• **THE TASK**: Please reproduce the data from the line with "In which area of the following image does the wooden" up to and including the line with "147,101 -> 514,306", swapping every "wooden" for "timber" and changing nothing else. Return only those lines.

• **RECORDS SUPPLIED**:
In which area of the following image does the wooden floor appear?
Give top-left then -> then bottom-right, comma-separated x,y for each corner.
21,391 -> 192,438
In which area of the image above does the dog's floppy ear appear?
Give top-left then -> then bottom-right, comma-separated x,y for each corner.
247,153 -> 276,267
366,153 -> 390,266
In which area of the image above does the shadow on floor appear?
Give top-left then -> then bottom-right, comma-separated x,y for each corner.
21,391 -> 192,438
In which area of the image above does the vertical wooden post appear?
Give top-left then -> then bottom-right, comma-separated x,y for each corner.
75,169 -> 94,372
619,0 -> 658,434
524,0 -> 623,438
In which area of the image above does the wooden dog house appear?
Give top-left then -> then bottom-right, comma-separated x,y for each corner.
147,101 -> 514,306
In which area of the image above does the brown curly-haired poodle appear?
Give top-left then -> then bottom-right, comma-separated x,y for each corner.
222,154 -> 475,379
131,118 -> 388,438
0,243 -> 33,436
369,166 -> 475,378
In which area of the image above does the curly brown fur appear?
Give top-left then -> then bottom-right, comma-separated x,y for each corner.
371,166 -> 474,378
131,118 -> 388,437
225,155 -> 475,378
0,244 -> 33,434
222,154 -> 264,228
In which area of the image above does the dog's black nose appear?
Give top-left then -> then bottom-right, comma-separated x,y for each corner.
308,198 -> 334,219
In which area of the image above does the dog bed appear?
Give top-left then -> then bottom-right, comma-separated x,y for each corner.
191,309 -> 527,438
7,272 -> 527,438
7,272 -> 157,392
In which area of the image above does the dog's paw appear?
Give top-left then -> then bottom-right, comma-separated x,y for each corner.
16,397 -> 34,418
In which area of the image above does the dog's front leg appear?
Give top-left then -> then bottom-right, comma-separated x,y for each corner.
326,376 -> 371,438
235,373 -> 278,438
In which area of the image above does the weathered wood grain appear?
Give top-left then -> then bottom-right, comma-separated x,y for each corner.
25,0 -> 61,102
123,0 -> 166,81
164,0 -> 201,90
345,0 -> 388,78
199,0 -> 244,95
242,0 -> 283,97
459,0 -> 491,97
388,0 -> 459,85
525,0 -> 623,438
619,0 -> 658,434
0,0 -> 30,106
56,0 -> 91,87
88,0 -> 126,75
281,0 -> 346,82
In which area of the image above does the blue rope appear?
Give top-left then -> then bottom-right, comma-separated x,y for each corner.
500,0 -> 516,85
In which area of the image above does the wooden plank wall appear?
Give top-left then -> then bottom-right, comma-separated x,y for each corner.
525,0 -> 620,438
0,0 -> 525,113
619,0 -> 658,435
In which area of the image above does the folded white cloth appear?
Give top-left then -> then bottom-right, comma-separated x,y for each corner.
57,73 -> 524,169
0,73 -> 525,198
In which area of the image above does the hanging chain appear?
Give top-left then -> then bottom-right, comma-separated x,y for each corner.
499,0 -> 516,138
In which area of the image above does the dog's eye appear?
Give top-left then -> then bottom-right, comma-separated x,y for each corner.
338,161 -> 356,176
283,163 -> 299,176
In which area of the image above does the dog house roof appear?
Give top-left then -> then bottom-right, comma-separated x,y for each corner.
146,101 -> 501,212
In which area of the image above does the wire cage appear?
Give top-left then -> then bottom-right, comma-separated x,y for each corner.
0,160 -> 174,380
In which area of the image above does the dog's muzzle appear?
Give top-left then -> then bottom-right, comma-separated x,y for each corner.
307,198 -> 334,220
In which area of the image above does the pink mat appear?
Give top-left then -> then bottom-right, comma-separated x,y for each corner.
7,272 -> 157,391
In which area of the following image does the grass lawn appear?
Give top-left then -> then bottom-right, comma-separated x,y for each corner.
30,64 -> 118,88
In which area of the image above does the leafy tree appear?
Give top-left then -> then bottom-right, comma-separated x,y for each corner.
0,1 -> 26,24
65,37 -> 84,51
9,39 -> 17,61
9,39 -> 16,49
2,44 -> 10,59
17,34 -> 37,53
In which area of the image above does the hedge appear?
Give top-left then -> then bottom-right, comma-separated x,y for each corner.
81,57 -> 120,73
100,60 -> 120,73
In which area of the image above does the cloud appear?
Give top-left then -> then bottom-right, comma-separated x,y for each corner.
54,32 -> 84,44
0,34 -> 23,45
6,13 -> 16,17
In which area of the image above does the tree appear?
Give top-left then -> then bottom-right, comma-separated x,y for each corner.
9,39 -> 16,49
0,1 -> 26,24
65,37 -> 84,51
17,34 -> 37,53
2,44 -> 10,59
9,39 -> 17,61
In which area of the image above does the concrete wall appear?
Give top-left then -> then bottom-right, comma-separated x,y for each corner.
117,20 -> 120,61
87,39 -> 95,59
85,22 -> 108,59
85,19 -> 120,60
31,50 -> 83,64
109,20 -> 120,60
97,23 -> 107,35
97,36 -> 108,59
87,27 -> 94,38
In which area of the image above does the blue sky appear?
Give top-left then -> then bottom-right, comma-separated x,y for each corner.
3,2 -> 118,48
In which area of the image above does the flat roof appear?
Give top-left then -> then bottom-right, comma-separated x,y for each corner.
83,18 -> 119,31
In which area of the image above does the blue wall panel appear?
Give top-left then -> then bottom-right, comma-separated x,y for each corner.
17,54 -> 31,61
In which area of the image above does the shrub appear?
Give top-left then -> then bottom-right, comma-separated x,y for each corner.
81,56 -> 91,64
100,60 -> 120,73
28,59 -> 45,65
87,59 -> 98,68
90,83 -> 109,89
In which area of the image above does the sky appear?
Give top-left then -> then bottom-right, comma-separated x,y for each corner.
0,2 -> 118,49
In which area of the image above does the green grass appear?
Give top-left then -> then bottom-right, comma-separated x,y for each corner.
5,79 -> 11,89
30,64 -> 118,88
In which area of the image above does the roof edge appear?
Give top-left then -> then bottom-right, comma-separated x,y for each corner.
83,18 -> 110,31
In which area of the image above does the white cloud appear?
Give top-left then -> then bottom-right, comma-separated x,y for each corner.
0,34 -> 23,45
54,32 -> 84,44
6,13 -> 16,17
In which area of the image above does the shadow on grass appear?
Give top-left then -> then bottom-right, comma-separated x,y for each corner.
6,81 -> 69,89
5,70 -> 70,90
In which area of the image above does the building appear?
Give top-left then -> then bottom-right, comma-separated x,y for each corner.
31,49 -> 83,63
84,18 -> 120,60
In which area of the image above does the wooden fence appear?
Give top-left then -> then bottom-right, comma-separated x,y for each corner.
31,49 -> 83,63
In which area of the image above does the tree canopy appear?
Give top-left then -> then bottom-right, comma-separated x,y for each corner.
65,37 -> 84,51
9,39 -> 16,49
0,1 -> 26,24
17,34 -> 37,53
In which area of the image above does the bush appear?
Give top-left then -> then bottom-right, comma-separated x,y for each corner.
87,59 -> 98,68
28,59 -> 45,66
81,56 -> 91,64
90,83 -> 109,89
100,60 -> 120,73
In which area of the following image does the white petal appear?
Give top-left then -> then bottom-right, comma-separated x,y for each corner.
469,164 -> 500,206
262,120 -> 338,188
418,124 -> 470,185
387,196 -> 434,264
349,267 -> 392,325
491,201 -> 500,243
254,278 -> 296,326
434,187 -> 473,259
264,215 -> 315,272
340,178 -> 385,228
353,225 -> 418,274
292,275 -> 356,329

* * *

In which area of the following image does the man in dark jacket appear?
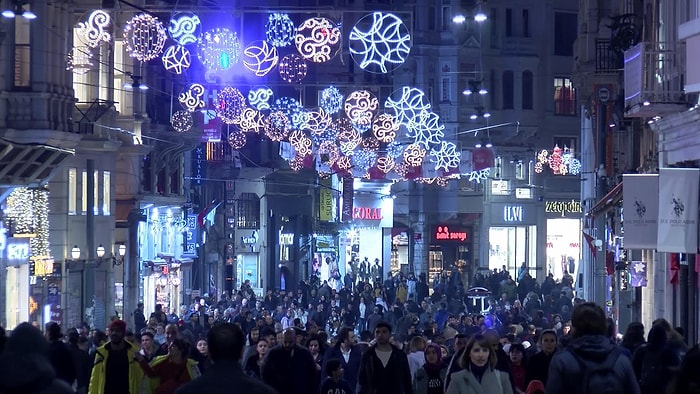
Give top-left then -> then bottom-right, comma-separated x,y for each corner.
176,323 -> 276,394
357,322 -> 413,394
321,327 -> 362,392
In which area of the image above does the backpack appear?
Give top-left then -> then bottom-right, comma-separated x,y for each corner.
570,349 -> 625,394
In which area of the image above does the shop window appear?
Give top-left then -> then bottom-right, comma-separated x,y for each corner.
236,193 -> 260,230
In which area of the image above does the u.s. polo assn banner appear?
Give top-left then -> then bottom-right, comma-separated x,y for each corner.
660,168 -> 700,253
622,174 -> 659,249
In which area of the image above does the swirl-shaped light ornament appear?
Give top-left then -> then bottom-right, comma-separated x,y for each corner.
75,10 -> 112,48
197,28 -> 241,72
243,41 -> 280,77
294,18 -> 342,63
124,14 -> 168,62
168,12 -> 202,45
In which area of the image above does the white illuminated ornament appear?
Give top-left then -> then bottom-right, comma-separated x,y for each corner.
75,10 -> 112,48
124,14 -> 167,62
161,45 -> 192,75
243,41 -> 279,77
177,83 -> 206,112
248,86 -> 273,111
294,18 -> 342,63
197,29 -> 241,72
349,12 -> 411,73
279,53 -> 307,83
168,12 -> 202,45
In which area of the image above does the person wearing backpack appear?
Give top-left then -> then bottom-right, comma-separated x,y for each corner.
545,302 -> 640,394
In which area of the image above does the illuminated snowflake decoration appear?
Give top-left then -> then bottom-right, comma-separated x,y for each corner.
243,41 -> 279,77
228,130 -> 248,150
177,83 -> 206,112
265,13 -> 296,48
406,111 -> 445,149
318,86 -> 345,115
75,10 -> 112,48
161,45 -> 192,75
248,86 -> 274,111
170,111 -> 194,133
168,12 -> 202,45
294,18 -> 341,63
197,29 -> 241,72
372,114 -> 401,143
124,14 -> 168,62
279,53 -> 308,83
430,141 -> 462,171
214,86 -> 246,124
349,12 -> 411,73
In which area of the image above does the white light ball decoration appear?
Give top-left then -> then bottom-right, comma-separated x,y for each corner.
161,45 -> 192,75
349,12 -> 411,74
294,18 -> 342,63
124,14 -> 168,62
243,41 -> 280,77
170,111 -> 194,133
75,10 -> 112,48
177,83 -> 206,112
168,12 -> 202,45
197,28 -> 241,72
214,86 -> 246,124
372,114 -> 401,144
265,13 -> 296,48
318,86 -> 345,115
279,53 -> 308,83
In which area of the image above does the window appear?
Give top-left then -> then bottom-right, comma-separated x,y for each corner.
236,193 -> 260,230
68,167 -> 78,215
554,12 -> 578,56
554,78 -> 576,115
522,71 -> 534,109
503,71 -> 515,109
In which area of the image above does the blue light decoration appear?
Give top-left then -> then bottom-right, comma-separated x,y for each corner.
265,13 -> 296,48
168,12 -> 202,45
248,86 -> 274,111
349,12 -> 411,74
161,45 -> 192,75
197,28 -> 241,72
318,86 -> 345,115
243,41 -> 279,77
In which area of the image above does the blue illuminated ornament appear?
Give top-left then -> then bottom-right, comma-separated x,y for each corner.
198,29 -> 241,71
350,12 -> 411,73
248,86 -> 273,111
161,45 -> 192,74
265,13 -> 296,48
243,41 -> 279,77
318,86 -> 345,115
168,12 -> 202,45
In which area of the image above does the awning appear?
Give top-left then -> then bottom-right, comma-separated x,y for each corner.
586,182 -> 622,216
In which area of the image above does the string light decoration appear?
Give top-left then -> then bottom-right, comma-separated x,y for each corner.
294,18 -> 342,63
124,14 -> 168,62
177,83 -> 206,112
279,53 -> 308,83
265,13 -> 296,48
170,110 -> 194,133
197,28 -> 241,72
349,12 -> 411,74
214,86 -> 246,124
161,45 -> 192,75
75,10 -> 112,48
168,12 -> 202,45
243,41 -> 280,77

• **THE REPLY**:
In which area of the following image does the timber floor appear?
Give top-left then -> then bottom-right, comma-separated x,y for each corner.
21,391 -> 192,438
In which area of the image above does the dog's floppy ear appear?
Give top-left then -> then bottom-right, comma-separated x,y for each corner.
247,153 -> 276,267
366,153 -> 390,266
In which area of the image above does the shadow on floor appear?
Give top-left then -> then bottom-right, comma-separated x,y for each corner.
21,391 -> 192,438
In which area of the image above does the vertical timber post appear?
Give top-left then -> then bottom-right, comma-separated x,y for each corner.
75,169 -> 94,372
619,0 -> 658,434
524,0 -> 623,438
In which area of the image above does the timber dog house appear?
Give top-left then -> then bottom-right, comma-separated x,y for each corner.
147,101 -> 514,306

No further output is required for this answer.